▶ [EXERCISE INSTRUCTIONS] Reproduce all of the data below word for word, keeping every line unchanged.

▶ [DATA SUPPLIED]
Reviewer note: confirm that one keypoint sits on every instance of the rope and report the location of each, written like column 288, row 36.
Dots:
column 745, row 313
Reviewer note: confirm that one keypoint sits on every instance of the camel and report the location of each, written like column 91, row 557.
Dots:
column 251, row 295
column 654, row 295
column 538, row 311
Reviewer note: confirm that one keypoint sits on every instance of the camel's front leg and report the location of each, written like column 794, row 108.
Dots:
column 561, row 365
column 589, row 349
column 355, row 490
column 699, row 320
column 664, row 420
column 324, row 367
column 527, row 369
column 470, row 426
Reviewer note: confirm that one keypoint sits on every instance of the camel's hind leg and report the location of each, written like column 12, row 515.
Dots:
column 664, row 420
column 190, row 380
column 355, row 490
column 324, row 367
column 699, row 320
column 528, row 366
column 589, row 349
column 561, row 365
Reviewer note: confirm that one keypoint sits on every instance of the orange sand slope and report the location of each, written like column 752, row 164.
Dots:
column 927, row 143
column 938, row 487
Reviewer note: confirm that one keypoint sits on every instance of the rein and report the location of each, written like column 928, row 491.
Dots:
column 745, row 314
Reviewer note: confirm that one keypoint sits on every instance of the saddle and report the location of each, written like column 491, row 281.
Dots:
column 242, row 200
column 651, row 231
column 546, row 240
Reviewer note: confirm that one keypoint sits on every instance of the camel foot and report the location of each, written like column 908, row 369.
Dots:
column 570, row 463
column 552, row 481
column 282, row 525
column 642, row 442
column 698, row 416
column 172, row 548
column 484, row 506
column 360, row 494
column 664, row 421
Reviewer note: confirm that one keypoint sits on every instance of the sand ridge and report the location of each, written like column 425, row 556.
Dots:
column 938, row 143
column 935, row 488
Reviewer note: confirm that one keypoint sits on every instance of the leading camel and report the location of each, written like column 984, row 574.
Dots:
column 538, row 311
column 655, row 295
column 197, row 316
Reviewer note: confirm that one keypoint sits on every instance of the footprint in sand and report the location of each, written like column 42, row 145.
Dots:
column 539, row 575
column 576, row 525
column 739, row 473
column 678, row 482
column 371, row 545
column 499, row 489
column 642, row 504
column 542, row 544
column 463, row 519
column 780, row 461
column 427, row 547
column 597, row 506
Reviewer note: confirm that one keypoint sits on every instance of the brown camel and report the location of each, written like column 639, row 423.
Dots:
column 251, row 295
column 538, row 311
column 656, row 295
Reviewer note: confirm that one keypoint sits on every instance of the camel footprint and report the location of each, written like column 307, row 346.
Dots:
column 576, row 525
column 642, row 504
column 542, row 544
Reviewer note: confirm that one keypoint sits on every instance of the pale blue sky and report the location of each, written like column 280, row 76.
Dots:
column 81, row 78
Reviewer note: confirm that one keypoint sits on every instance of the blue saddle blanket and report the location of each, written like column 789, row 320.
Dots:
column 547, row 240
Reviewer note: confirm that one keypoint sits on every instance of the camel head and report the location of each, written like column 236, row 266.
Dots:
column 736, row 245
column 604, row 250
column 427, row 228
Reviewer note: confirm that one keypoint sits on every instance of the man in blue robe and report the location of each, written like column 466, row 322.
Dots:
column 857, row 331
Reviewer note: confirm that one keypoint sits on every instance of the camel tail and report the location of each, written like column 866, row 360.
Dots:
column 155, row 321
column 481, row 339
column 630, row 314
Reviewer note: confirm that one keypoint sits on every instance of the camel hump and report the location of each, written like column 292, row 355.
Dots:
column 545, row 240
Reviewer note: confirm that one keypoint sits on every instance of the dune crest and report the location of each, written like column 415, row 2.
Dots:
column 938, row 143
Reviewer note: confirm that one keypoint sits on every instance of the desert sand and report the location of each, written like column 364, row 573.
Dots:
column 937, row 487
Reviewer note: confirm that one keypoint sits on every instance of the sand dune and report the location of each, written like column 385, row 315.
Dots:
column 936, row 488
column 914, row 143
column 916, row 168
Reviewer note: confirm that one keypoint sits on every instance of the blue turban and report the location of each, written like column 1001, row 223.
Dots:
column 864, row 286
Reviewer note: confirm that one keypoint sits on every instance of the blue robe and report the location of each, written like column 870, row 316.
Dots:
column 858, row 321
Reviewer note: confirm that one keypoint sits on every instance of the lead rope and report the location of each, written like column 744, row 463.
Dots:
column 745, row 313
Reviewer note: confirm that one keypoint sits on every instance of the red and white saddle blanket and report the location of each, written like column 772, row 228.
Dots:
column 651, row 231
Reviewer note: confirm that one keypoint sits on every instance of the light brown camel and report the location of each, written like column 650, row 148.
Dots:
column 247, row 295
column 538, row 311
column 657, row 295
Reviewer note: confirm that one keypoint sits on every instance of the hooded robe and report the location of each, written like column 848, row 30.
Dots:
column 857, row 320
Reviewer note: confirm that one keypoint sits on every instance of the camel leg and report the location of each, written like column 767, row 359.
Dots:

▶ [FULL RESPONSE]
Reviewer note: confirm that one keypoint sits on every instance of the rope and report the location of each, written like column 288, row 36.
Dots:
column 745, row 313
Reviewer note: confirm that one keypoint sits on every instance of the camel and report the location of each, written like column 91, row 557.
Dots:
column 251, row 295
column 654, row 295
column 538, row 311
Reviewer note: confirm that one keypoint sits on every instance of the camel's front leg and report the location of each, written like column 794, row 108.
Dots:
column 561, row 365
column 589, row 349
column 355, row 490
column 699, row 320
column 664, row 420
column 324, row 367
column 527, row 369
column 470, row 426
Reviewer note: confirm that one keypoint sits on every instance of the camel's hind leg and report the location of each, written like column 12, row 515.
Dots:
column 664, row 420
column 190, row 380
column 355, row 490
column 324, row 367
column 699, row 320
column 528, row 366
column 589, row 349
column 561, row 365
Reviewer note: confirm that one keypoint sits on every instance of the orange sand slope and report the location of each, written like column 752, row 164.
Dots:
column 927, row 143
column 938, row 487
Reviewer note: confirm that one keypoint sits on every instance of the rein and report the location of each, written like column 928, row 491.
Dots:
column 745, row 314
Reviewer note: confirm that one keypoint sits on every instance of the saddle and report the location of each, written like column 491, row 281.
Dots:
column 242, row 200
column 651, row 231
column 546, row 240
Reviewer note: confirm that one keypoint sits on every instance of the camel foot and report the location of each, written like column 908, row 369.
Dots:
column 570, row 463
column 552, row 481
column 282, row 525
column 642, row 442
column 698, row 416
column 172, row 548
column 484, row 506
column 360, row 494
column 664, row 421
Reviewer note: confirm that one keypoint sits on every instance of the sand ridge and report the location of each, written like column 425, row 556.
Dots:
column 938, row 143
column 935, row 488
Reviewer note: confirm that one keypoint sits on every instance of the leading camel and report the location of each, written like column 984, row 574.
Dots:
column 538, row 311
column 655, row 295
column 197, row 316
Reviewer note: confirm that one keypoint sits on every instance of the footprint in sand and report the location of each, written like column 42, row 145.
Dots:
column 539, row 575
column 576, row 525
column 739, row 473
column 678, row 482
column 371, row 545
column 499, row 489
column 642, row 504
column 542, row 544
column 463, row 519
column 780, row 461
column 427, row 547
column 597, row 506
Reviewer note: confirm that one keypoint sits on every instance of the brown camel and report the location of each, written like column 639, row 423.
Dots:
column 251, row 295
column 538, row 311
column 656, row 295
Reviewer note: confirm that one keypoint sits on every instance of the camel footprint and report the location of each, written like column 307, row 346.
Dots:
column 576, row 525
column 642, row 504
column 542, row 544
Reviewer note: confirm that one keypoint sits on every instance of the pale blue sky and report the location of each, written like column 280, row 76.
Dots:
column 81, row 78
Reviewer note: confirm that one keypoint sits on every instance of the blue saddle blanket and report the location of each, written like column 789, row 320.
Dots:
column 547, row 240
Reviewer note: confirm that one keypoint sits on every instance of the camel head and report the location of each, written like column 236, row 266.
Dots:
column 736, row 245
column 604, row 250
column 427, row 228
Reviewer note: confirm that one keypoint sits on every instance of the man in blue robe and report the location of each, written like column 466, row 322.
Dots:
column 857, row 331
Reviewer note: confirm that one keypoint sits on every instance of the camel tail and report the location of each, written like column 866, row 360.
Dots:
column 155, row 321
column 481, row 339
column 630, row 314
Reviewer note: confirm that one keypoint sits on every instance of the camel hump and report the location of each, written like column 292, row 355.
Dots:
column 545, row 240
Reviewer note: confirm that one keypoint sits on every instance of the dune crest and report the location of each, written like column 415, row 2.
Dots:
column 938, row 143
Reviewer note: confirm that one keypoint sits on every instance of the desert sand and report the location of each, written like column 364, row 573.
Dots:
column 937, row 487
Reviewer note: confirm that one keypoint sits on every instance of the sand dune and report the location of each, written like column 385, row 315.
Dots:
column 936, row 488
column 914, row 143
column 916, row 168
Reviewer note: confirm that one keypoint sits on every instance of the blue turban and report the location of each, written like column 1001, row 223.
Dots:
column 864, row 286
Reviewer note: confirm that one keypoint sits on every instance of the blue robe and report the location of each, written like column 870, row 316.
Dots:
column 858, row 321
Reviewer note: confirm that one keypoint sits on every instance of the lead rope and report the location of each, written like column 744, row 463.
Dots:
column 745, row 313
Reviewer note: confirm that one keypoint sits on every instance of the red and white saddle blanket and report the location of each, written like column 772, row 228.
Dots:
column 651, row 231
Reviewer note: confirm that one keypoint sits on every instance of the light brown camel and report the location of each, written like column 650, row 148.
Dots:
column 247, row 295
column 538, row 311
column 657, row 295
Reviewer note: confirm that one keypoint sits on every instance of the hooded robe and report the location of each, written like column 848, row 30.
Dots:
column 857, row 320
Reviewer note: confirm that one keypoint sits on every instance of the camel leg and report the location of each, written like column 767, row 359.
Dots:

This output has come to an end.